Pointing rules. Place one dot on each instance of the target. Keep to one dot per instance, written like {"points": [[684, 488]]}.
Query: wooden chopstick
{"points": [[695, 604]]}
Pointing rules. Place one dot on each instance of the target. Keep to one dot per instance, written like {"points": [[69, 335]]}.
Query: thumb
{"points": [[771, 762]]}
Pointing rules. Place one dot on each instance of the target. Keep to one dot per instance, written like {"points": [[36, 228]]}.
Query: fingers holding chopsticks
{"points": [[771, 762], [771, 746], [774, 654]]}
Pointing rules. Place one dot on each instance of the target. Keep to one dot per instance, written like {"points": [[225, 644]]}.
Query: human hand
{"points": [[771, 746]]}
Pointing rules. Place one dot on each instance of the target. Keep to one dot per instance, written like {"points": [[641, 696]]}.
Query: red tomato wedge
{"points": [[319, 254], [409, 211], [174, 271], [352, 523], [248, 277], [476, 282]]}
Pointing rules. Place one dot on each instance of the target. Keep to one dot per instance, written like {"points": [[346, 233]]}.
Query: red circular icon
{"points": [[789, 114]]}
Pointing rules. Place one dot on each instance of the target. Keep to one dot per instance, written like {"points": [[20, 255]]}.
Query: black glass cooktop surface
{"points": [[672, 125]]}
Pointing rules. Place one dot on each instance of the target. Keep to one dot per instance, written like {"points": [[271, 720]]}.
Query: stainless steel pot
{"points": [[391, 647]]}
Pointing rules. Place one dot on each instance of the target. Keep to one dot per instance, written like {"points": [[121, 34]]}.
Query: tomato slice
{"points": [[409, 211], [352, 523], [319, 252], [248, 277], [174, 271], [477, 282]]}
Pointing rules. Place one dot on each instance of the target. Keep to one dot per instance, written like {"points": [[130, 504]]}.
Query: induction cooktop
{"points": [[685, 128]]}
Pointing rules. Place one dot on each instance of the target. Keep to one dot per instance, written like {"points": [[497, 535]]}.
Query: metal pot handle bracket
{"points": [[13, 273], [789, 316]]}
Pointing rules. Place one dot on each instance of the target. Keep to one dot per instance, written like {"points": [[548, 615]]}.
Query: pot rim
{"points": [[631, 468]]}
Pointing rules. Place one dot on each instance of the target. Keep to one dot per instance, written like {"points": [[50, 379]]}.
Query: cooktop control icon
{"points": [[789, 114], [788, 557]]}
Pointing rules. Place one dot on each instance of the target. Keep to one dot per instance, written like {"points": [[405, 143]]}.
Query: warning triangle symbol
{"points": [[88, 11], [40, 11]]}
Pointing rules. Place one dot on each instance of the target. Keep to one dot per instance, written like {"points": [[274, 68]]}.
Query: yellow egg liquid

-------

▶ **Exercise**
Copy the full listing exactly.

▶ **Written response**
Pointing rules. Place one dot on each instance of the target. Keep to one dot per instance, written like {"points": [[684, 488]]}.
Query: wooden chopstick
{"points": [[695, 604]]}
Pointing rules. Place one dot on each instance of the target. Keep to one dot per instance, written like {"points": [[69, 335]]}.
Query: thumb
{"points": [[771, 762]]}
Pointing rules. Place one dot on each instance of the target. Keep to one dot per instance, written like {"points": [[36, 228]]}.
Query: fingers holding chopsticks
{"points": [[771, 762], [771, 746], [774, 654]]}
Pointing rules. Place one dot on each instance of the target. Keep to one dot per instance, written like {"points": [[225, 644]]}.
Query: human hand
{"points": [[771, 746]]}
Pointing rules. Place one dot on each instance of the target. Keep to one dot per instance, written like {"points": [[641, 696]]}.
Query: red tomato wedge
{"points": [[319, 254], [409, 211], [174, 271], [352, 523], [248, 277], [476, 282]]}
Pointing rules. Place one dot on each instance of the target. Keep to one dot per instance, written like {"points": [[346, 233]]}.
Query: red circular icon
{"points": [[789, 114]]}
Pointing rules. Place one dot on each instance of the target. Keep to one dot per instance, written like {"points": [[20, 255]]}.
Query: black glass cooktop surface
{"points": [[672, 125]]}
Pointing rules. Place one dot on each instance of the target. Keep to one dot per instance, written like {"points": [[271, 720]]}.
Query: stainless steel pot
{"points": [[391, 647]]}
Pointing rules. Place one dot on each instance of the target. Keep to one dot per instance, written like {"points": [[121, 34]]}.
Query: tomato slice
{"points": [[409, 211], [352, 523], [319, 252], [248, 277], [174, 271], [477, 282]]}
Pointing rules. Place one dot on each instance of the target. Keep to one dot per instance, written like {"points": [[130, 504]]}.
Query: induction cooktop
{"points": [[685, 128]]}
Pointing rules. Place one dot on each instance of the target. Keep to one dot per instance, written like {"points": [[497, 535]]}.
Query: metal pot handle bracket
{"points": [[13, 273], [789, 316]]}
Pointing rules. Place one dot on each instance of the target. Keep to one dot per instance, written like {"points": [[548, 615]]}.
Query: pot rim
{"points": [[631, 468]]}
Pointing rules. Place one dot on each instance of the target. Keep to one dot per instance, written like {"points": [[50, 379]]}.
Query: cooktop control icon
{"points": [[789, 114], [788, 557]]}
Pointing rules. Place one dot on each instance of the target. Keep to one dot per instance, written like {"points": [[405, 143]]}.
Query: warning triangle symbol
{"points": [[88, 11], [40, 11]]}
Pointing rules. Place one dot on each instance of the target. Keep to one dot per instance, written like {"points": [[274, 68]]}.
Query: yellow egg liquid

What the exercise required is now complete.